Written instruction 1: In the passage on meeting scripts, rewrite the part that opens with the words containing "Preparing the agenda" and closes with "kinds of meetings.", replacing "meeting script" with "meeting plan".

— BEGIN Source excerpt —

Preparing the agenda is the very first step in getting ready to conduct the meeting. After the agenda is written down and the presiding officer knows what business is going to come up, the next step is writing a meeting script. The benefit of presiding from a meeting script is that all the presiding officer has to do is read it and follow any directions written on the script. Presiding officers don't get lost, the meeting goes smoothly, and less time is wasted.
In writing a script, write in complete sentences and put all directions of things to do in italics. Writing a meeting script is like writing a script for a play. This appendix provides an example - a general script that takes you through a complete order of business. It is easy to adapt this script to many kinds of meetings.
The outline of the agenda that you give to members might look like this:
Pledge to the flag
Reading and approval of the minutes
Social Committee report
Elections and nominations
Unfinished business: donation to the Children's Museum
From this outline, the presiding officer writes the script.

— END Source excerpt —
— BEGIN Data shown —

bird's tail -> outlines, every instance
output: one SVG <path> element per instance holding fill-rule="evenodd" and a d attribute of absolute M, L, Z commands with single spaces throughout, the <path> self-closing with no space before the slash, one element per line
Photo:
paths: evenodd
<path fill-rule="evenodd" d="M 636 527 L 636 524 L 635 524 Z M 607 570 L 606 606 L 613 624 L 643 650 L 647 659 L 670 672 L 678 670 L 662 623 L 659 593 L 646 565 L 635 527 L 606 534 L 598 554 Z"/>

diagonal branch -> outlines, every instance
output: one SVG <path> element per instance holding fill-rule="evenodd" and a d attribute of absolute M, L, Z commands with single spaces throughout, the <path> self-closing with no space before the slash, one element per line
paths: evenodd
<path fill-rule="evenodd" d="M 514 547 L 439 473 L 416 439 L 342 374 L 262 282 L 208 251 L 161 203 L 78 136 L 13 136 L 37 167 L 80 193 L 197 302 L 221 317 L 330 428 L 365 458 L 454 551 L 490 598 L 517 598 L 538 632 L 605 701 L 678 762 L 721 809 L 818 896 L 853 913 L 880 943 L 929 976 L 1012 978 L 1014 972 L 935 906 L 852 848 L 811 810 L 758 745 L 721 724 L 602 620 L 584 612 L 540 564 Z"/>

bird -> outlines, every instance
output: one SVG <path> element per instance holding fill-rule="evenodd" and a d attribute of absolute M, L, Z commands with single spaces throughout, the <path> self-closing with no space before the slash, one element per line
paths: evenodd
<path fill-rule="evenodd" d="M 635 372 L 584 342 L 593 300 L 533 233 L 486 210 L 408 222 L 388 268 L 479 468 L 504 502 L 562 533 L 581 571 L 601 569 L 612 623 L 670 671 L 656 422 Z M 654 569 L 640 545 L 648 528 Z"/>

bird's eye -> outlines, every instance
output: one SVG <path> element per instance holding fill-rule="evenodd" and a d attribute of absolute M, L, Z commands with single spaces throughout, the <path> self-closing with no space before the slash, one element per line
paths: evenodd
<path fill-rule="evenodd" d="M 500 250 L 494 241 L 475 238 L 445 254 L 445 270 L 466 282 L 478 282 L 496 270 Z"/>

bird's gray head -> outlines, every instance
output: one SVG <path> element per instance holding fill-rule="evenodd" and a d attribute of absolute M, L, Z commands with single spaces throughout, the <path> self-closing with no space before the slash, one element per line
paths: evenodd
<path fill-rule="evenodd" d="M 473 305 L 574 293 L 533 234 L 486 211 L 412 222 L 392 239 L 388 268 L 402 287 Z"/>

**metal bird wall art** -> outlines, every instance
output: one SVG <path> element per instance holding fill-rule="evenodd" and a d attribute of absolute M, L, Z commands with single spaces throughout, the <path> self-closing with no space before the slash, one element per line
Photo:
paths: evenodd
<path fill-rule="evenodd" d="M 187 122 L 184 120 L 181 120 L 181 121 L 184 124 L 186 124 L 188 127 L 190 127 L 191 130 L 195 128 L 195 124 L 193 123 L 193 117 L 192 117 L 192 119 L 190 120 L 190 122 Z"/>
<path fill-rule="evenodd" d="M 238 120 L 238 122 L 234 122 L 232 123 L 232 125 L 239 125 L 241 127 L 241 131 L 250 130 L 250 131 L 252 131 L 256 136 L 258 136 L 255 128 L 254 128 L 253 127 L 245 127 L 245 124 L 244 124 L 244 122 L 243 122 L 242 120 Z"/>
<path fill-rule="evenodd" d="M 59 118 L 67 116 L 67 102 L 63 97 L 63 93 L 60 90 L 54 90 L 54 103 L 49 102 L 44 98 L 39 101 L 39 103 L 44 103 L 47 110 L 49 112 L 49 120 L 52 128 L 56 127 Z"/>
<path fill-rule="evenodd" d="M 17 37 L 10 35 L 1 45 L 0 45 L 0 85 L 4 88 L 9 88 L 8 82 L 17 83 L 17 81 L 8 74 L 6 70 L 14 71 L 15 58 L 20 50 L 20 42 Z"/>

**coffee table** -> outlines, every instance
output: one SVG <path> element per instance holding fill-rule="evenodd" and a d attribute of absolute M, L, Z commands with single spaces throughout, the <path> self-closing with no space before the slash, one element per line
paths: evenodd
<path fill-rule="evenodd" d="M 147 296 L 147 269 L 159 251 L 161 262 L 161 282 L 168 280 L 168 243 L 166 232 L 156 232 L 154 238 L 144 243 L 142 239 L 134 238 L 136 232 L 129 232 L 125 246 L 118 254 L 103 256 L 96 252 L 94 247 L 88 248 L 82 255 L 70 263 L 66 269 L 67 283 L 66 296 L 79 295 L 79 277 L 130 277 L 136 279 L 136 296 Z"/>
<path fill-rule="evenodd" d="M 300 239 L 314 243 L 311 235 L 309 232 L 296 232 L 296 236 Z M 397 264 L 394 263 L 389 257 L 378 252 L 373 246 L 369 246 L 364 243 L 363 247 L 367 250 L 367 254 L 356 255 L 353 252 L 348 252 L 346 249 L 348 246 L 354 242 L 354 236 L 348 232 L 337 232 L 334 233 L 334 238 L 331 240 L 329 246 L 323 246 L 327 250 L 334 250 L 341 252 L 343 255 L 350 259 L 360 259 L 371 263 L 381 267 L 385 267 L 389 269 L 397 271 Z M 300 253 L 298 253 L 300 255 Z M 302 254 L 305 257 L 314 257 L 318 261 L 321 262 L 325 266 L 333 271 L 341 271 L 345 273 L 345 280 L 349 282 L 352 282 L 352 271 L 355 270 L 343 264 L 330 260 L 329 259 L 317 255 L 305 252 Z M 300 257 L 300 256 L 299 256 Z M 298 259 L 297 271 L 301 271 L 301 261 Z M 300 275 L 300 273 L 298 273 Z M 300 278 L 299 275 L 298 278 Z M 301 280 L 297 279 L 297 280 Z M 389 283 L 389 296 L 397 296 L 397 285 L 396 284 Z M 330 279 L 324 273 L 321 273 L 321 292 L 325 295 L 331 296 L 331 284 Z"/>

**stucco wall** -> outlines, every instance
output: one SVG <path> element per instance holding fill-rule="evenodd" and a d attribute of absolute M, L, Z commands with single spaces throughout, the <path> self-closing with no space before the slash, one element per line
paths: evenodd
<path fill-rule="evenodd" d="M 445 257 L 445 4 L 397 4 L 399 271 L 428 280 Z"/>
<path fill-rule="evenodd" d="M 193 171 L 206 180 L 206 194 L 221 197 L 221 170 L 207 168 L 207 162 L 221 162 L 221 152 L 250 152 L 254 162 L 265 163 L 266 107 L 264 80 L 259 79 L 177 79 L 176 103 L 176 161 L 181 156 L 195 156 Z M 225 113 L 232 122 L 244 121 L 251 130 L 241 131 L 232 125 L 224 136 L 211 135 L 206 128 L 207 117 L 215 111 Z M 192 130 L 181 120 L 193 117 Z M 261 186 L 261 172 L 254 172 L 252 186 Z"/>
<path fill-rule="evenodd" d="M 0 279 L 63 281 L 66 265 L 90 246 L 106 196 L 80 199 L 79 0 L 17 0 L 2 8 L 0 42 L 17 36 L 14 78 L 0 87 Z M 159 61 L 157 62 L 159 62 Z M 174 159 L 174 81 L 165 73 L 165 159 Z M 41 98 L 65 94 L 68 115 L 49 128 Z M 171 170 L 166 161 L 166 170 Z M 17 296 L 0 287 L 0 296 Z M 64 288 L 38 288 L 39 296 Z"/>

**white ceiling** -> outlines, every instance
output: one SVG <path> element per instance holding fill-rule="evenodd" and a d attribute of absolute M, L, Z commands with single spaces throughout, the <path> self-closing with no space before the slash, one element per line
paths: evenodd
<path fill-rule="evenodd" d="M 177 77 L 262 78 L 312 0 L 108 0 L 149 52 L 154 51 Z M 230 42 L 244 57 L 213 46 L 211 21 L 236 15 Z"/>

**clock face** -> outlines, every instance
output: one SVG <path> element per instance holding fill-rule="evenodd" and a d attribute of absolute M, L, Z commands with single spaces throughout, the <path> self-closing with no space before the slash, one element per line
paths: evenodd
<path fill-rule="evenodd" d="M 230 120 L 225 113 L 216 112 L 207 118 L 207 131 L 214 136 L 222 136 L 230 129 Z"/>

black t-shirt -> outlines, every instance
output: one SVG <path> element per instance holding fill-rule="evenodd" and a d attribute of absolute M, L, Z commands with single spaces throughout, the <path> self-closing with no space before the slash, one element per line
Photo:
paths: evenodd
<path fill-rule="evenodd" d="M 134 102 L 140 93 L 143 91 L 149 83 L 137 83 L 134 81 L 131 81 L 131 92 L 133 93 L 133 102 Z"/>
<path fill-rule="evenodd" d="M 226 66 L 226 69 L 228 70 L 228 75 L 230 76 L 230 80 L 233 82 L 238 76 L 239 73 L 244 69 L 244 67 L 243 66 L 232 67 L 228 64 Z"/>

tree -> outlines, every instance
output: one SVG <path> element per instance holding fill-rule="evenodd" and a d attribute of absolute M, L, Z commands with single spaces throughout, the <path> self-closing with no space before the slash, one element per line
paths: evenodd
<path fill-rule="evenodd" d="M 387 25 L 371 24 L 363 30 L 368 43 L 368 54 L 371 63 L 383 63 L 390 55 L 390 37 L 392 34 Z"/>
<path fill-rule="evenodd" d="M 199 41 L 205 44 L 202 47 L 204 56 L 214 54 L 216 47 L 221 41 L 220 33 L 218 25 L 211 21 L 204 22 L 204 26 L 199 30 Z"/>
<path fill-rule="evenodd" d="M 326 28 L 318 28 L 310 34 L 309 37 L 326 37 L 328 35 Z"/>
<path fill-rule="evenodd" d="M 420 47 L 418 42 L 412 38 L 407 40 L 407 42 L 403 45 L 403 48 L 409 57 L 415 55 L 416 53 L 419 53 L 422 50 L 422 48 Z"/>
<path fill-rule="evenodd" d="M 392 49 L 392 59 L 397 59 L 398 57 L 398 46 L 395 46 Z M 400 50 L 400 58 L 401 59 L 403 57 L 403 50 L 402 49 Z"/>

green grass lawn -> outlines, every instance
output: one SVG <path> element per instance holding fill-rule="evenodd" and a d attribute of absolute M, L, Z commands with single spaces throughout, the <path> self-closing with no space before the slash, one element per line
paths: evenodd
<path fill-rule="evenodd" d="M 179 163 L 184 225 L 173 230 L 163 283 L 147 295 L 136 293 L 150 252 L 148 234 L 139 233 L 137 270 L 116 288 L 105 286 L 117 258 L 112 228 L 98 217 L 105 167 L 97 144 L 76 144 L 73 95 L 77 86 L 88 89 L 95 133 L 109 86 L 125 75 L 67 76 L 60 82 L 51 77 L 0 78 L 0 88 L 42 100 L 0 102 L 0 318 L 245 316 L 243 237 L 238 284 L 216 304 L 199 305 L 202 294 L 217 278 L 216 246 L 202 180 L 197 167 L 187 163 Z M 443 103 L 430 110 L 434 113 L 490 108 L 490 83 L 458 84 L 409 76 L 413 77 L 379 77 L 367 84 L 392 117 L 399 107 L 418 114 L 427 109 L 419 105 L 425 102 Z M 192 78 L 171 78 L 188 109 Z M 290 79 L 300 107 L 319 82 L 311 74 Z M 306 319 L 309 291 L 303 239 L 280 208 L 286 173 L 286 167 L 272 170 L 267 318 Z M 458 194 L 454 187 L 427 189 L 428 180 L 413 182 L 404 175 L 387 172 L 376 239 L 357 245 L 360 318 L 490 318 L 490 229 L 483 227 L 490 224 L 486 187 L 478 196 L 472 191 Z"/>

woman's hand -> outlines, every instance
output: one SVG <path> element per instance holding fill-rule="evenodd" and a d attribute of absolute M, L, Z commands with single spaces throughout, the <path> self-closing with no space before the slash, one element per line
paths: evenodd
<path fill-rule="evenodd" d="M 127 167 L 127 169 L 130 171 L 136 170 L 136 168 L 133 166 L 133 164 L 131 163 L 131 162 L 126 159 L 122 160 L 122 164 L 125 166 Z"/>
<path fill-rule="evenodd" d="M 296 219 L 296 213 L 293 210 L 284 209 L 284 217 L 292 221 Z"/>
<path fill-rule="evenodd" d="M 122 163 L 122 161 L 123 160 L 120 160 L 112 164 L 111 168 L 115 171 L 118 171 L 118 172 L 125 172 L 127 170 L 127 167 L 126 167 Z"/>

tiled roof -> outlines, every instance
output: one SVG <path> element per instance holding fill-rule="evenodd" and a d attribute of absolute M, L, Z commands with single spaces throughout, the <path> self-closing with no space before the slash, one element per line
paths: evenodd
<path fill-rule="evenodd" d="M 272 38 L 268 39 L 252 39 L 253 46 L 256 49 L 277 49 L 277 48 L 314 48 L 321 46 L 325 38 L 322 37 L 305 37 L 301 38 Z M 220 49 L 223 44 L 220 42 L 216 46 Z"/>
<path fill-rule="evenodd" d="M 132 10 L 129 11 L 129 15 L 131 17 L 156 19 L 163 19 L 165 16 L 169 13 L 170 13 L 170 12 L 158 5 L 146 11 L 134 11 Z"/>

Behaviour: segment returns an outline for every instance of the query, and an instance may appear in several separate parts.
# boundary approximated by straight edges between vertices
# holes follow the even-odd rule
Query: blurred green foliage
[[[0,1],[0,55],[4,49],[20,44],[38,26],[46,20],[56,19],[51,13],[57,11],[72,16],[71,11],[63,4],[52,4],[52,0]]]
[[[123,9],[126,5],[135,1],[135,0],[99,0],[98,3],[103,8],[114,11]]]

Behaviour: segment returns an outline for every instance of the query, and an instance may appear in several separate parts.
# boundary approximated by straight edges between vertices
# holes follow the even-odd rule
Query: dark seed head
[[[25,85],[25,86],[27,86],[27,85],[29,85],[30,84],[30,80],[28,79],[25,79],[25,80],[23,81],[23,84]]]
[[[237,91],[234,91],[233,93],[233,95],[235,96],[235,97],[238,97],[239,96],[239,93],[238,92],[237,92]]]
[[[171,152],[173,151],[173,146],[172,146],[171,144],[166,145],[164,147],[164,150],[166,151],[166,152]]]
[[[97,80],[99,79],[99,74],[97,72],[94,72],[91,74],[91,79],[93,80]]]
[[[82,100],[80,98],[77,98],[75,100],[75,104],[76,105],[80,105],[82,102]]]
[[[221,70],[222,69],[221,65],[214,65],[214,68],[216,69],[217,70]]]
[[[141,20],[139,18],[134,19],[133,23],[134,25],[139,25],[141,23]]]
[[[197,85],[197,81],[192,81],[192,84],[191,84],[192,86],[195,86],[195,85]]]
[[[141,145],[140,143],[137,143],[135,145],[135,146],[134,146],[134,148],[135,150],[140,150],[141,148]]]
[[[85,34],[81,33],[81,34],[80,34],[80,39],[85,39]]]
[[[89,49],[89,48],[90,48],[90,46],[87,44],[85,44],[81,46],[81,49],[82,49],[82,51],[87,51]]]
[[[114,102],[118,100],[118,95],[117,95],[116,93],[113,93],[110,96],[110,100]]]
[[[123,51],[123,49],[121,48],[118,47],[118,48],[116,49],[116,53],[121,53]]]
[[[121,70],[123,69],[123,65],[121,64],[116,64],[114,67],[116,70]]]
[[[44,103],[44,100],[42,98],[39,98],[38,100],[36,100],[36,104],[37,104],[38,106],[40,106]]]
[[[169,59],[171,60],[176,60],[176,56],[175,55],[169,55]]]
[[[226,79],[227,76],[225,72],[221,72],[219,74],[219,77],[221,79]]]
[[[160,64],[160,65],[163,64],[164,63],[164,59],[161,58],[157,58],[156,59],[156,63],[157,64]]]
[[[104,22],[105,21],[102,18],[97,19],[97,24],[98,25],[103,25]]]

— END Data shown —

Written instruction 2: From the records, reproduce verbatim the part that opens with the line containing "tree -> outlines, every instance" and closes with the line containing "392 49 L 392".

Complete response 1:
Preparing the agenda is the very first step in getting ready to conduct the meeting. After the agenda is written down and the presiding officer knows what business is going to come up, the next step is writing a meeting plan. The benefit of presiding from a meeting plan is that all the presiding officer has to do is read it and follow any directions written on the script. Presiding officers don't get lost, the meeting goes smoothly, and less time is wasted.
In writing a script, write in complete sentences and put all directions of things to do in italics. Writing a meeting plan is like writing a script for a play. This appendix provides an example - a general script that takes you through a complete order of business. It is easy to adapt this script to many kinds of meetings.

Complete response 2:
tree -> outlines, every instance
output: one SVG <path> element per instance holding fill-rule="evenodd" and a d attribute of absolute M, L, Z commands with single spaces throughout, the <path> self-closing with no space before the slash, one element per line
paths: evenodd
<path fill-rule="evenodd" d="M 387 25 L 371 24 L 363 30 L 368 43 L 368 54 L 371 63 L 383 63 L 390 55 L 390 37 L 392 34 Z"/>
<path fill-rule="evenodd" d="M 199 41 L 205 44 L 202 47 L 204 56 L 214 54 L 216 47 L 221 41 L 220 33 L 218 25 L 211 21 L 204 22 L 204 26 L 199 30 Z"/>
<path fill-rule="evenodd" d="M 326 28 L 318 28 L 310 34 L 309 37 L 326 37 L 328 35 Z"/>
<path fill-rule="evenodd" d="M 420 47 L 418 42 L 412 38 L 407 40 L 407 42 L 403 45 L 403 48 L 409 57 L 415 55 L 416 53 L 419 53 L 422 50 L 422 48 Z"/>
<path fill-rule="evenodd" d="M 392 49 L 392 59 L 397 59 L 398 57 L 398 46 L 395 46 Z M 400 50 L 400 58 L 401 59 L 403 57 L 403 50 L 402 49 Z"/>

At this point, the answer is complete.